ACTION ITEM:
The entries are to be written out again with no differences.

EXERCISE MATERIALS:
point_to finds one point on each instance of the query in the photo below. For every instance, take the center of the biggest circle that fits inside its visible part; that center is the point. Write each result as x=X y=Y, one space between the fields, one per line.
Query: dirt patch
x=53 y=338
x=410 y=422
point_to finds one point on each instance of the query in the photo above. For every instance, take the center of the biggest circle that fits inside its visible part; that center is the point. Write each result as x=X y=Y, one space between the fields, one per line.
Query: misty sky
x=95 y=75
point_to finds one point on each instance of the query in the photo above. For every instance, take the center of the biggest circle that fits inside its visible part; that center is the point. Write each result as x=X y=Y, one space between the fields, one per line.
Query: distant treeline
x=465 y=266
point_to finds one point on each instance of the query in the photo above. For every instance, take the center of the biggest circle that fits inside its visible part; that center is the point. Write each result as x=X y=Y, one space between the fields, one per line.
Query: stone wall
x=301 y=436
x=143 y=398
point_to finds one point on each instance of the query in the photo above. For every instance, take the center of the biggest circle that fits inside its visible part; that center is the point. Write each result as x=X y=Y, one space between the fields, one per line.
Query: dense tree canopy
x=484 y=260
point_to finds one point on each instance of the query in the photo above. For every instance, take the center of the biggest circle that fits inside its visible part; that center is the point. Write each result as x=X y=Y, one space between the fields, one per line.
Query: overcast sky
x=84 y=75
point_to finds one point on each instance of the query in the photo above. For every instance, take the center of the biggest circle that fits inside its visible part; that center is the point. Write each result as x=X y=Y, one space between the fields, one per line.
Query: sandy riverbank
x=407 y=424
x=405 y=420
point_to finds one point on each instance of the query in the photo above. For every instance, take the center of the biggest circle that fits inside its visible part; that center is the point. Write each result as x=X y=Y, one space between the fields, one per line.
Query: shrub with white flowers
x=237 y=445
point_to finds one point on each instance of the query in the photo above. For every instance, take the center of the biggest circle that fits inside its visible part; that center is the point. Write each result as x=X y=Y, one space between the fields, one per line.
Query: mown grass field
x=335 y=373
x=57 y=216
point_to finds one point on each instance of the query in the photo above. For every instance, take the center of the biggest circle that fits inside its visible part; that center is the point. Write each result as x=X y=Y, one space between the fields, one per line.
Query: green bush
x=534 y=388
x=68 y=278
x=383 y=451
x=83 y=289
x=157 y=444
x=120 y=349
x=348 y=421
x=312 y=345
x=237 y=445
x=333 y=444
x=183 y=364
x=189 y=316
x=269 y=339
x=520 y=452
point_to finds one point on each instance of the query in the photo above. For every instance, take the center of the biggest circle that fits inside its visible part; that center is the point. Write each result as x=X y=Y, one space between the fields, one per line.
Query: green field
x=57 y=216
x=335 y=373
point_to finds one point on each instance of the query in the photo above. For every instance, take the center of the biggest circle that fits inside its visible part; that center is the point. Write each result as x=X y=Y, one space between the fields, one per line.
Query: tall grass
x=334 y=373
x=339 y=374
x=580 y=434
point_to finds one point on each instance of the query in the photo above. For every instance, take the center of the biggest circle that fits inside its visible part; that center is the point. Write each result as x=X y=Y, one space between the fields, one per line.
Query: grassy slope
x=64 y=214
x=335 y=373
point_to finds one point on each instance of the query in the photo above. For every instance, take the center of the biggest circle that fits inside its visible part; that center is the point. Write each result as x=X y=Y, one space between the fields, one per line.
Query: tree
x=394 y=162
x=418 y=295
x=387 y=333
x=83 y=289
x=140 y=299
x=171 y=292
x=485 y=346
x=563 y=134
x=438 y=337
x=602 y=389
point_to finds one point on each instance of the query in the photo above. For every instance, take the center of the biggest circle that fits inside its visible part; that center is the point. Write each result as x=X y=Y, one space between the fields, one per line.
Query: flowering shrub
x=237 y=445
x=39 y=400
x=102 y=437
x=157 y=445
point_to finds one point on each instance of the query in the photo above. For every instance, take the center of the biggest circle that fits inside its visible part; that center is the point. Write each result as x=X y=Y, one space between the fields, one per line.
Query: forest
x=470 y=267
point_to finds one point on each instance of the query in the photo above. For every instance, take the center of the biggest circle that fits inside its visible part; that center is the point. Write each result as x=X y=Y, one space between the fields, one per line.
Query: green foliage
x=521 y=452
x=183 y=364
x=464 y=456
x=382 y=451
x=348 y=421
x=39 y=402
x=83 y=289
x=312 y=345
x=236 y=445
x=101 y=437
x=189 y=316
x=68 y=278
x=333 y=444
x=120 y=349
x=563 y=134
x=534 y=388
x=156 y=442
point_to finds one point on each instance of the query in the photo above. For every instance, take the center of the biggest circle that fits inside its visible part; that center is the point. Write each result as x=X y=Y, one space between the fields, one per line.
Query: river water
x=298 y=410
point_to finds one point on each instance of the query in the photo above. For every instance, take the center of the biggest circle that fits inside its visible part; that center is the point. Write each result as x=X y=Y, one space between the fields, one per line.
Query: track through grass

TASK RESULT:
point_to finds one point on each instance of the query in the photo below. For every instance, take the center of the biggest circle that fits inside its visible part; that center is the point. Write each result as x=X y=Y, one space between the fields, one per line.
Query: dirt patch
x=53 y=338
x=410 y=422
point_to finds one point on each instance of the query in the photo above. For every instance, take the center of the biggest circle that fits inside its visible part; that center is the point. Write each result as x=X y=Y, one space between the fields, one per line.
Query: misty sky
x=95 y=75
point_to finds one point on each instance of the query in the photo above. For every instance, take the center of the biggest circle that fits inside its visible part; that center is the point. Write each result as x=X y=Y, one space between the fields, one per line.
Query: distant treeline
x=465 y=266
point_to finds one point on each instance of the query in the photo above. For every instance, take the center of the biggest circle that fits inside its visible part; that center is the point. Write each result as x=X y=Y, one space between the fields, one per line.
Query: stone wall
x=301 y=436
x=143 y=398
point_to finds one point on each instance of the query in the photo above. For every instance, take the center of the biggest circle that fits inside its visible part; that center is the point. Write each result as x=X y=Y, one space between the fields, one per line.
Query: dense tree canopy
x=484 y=260
point_to finds one point on each instance of the query in the photo above. For every instance, take the center of the biggest circle that fits inside its visible part; that center is the point. Write each result as x=X y=Y, one space between the fields, one per line.
Query: overcast sky
x=84 y=75
point_to finds one point on each instance of the query in the photo above. For every instance, take the center of the biggest circle that fits inside its visible part; that center is the point. Write each result as x=X y=Y, one space between the fields, one per line.
Query: sandy riverbank
x=407 y=424
x=405 y=420
point_to finds one point on each instance of the query in the photo above. For every instance, take the center of the biggest circle that fits inside its visible part; that center is the point. Write each result as x=X y=Y, one space between the fields, one per line.
Query: shrub with white flowers
x=237 y=445
point_to finds one point on each instance of the query in the photo above. For every instance, take the center of the biggest circle that fits inside its visible part; that center is the point. Write each result as x=X y=Y, one space between the fields, one per line.
Query: mown grass field
x=335 y=373
x=57 y=216
point_to finds one point on each instance of the query in the photo above. For every instance, take the center of the biggest circle that fits inside its visible part; that center is the point. Write each result as x=X y=Y, one space between the fields, one per line.
Query: green bush
x=534 y=388
x=68 y=278
x=383 y=451
x=83 y=289
x=157 y=444
x=120 y=349
x=348 y=421
x=312 y=345
x=237 y=445
x=333 y=444
x=183 y=364
x=189 y=316
x=269 y=339
x=520 y=452
point_to finds one point on each instance of the query in the photo above. For every instance, take the center of the biggest circle that fits inside its visible part; that center is the point. Write each result as x=X y=Y, one space between the fields, one per line.
Query: green field
x=57 y=216
x=335 y=373
point_to finds one point on each instance of the query in the photo above. For every instance, take the center of the biggest circle that fits inside its visible part; that center is the point. Write each result as x=X y=Y, one space between the fields, one per line.
Query: tall grass
x=334 y=373
x=339 y=374
x=580 y=434
point_to finds one point on each instance of the query in the photo above. For every instance, take the center of the biggest circle that fits inside its visible part; that center is the point. Write each result as x=X y=Y, one space between the fields, one per line.
Query: grassy slope
x=64 y=214
x=335 y=373
point_to finds one point on each instance of the query in the photo above. For every instance, take the center of the biggest circle that fits inside its visible part; that center is the point. Write each result as x=X y=Y, one space between the fields, one per line.
Query: tree
x=394 y=162
x=418 y=295
x=387 y=333
x=83 y=289
x=140 y=299
x=171 y=292
x=485 y=346
x=563 y=134
x=438 y=337
x=602 y=389
point_to finds one point on each instance of the query in the photo above. For every instance, take the center of the biggest circle that fits inside its visible part; that center is the point. Write each result as x=X y=Y, one space between the fields, one per line.
Query: flowering shrub
x=237 y=445
x=39 y=400
x=102 y=437
x=157 y=445
point_to finds one point on each instance of the query in the photo above. For every instance, take the center of the biggest circle that fits inside its visible part; that center is the point. Write each result as x=X y=Y, one space between the fields, one per line.
Query: forest
x=470 y=267
point_to finds one point on each instance of the query in the photo above. For every instance, take the center of the biggest circle that fits inside its visible part; that center is the point. Write each result as x=X y=Y, one space between the fields, one per line.
Query: green foliage
x=521 y=452
x=183 y=364
x=464 y=456
x=382 y=451
x=348 y=421
x=39 y=402
x=83 y=289
x=312 y=345
x=236 y=445
x=101 y=437
x=189 y=316
x=68 y=278
x=333 y=444
x=120 y=349
x=563 y=134
x=534 y=388
x=156 y=442
point_to finds one point on each instance of the query in the photo above. For every instance, take the center of the biggest circle that fits inside its visible part; that center is the point. Write each result as x=X y=Y, one space between the fields, one per line.
Query: river water
x=298 y=410
point_to finds one point on each instance of the query in the photo above. For every instance, take the center of the biggest circle that fits inside its visible part; that center is the point. Write each result as x=X y=Y, one space between the fields, one per line.
Query: track through grass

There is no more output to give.